We are now ready to actually do the autodetection! Let’s create our main namespace:

(ns net.roboloco.csv2sql
  (:gen-class)
  (:require [clojure.data.csv]
            [clojure.java.jdbc :as sql]
            [net.roboloco.guess-schema :as guess]
            [net.roboloco.files :as files]))

(set! *warn-on-reflection* true)

(defn table-schema-filename [dirname] (format "%s-schema.edn" dirname))
(defn table-sql-filename [dirname] (format "%s.sql" dirname))

(defn autodetect-sql-schemas!
  "Scans through the subdirectories of CSVDIR, infers the column data types,
  and stores the inferred schema in CSVDIR so that you may manually edit it
  before loading it in with MAKE-SQL-TABLES."
  [csvdir]
  (doseq [dir (files/list-subdirectories csvdir)]
    (printf "Autodetecting schema for: %s\n" dir)
    (let [tablename (.getName ^java.io.File dir)
          schema (guess/scan-csvdir-and-make-schema dir)]
      (when-not (empty? schema)
        (let [table-sql (guess/table-definition-sql-string tablename schema)]
          (println (str csvdir (table-schema-filename tablename)) schema)          
          (spit (str csvdir (table-schema-filename tablename)) schema)
          (spit (str csvdir (table-sql-filename tablename)) table-sql))))))

You may note that I’m storing the SQL schemas for each subdirectory in the root sqlcsv/ directory. This will let you hand-tune the schema as needed, if you want to make an index on one key or another, or make a particular column unique and required.

4. Create the Autodetected Schema

With the schema autodetected, we now need to create the tables. Continuing along with the net.roboloco.csv2sql namespace, and assuming that you are using the same postgres database from a previous article:

(def default-db {:dbtype "postgresql" 
                 :dbname   (or (System/getenv "POSTGERS_DB")  "csv2sql")
                 :user     (or (System/getenv "POSTGRES_USER") "postgres")
                 :password (or (System/getenv "POSTGRES_PASS") "mysecretpassword")})

PROBLEM DETAILS »
Please translate this sentence from the csv2sql text into French: "With the schema autodetected, we now need to create the tables." Work from the csv2sql text alone.

AVAILABLE DATA »

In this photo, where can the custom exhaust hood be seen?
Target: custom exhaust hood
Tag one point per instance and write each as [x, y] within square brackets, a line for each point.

ANSWER FOR THE TASK »
Une fois le schéma détecté automatiquement, nous devons maintenant créer les tables.